# WRITTEN TASK:
Pull every line of text from the records below and reproduce it word for word, leaving out the pictures.
BEGIN RAW RECORDS
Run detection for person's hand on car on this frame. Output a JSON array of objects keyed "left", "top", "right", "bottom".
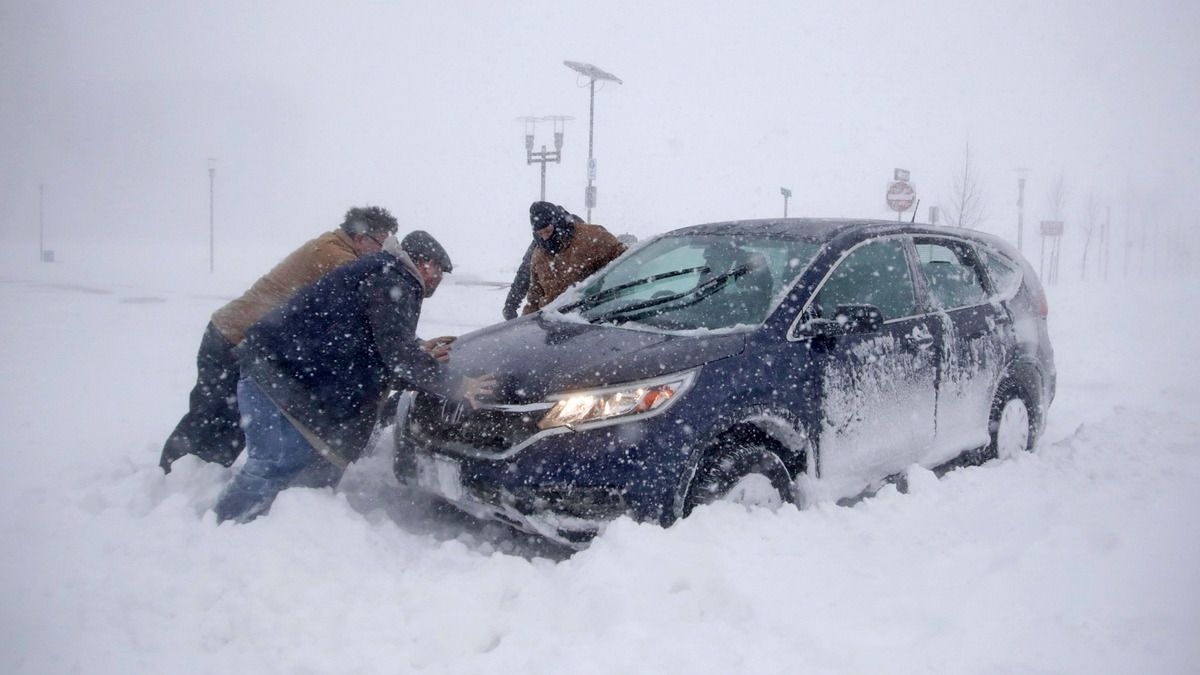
[
  {"left": 421, "top": 335, "right": 457, "bottom": 362},
  {"left": 458, "top": 374, "right": 496, "bottom": 410}
]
END RAW RECORDS
# SOLVED EXERCISE:
Run detection for person's hand on car on this frame. Output a JSON array of objects keyed "left", "top", "right", "bottom".
[
  {"left": 421, "top": 335, "right": 457, "bottom": 362},
  {"left": 458, "top": 374, "right": 496, "bottom": 410}
]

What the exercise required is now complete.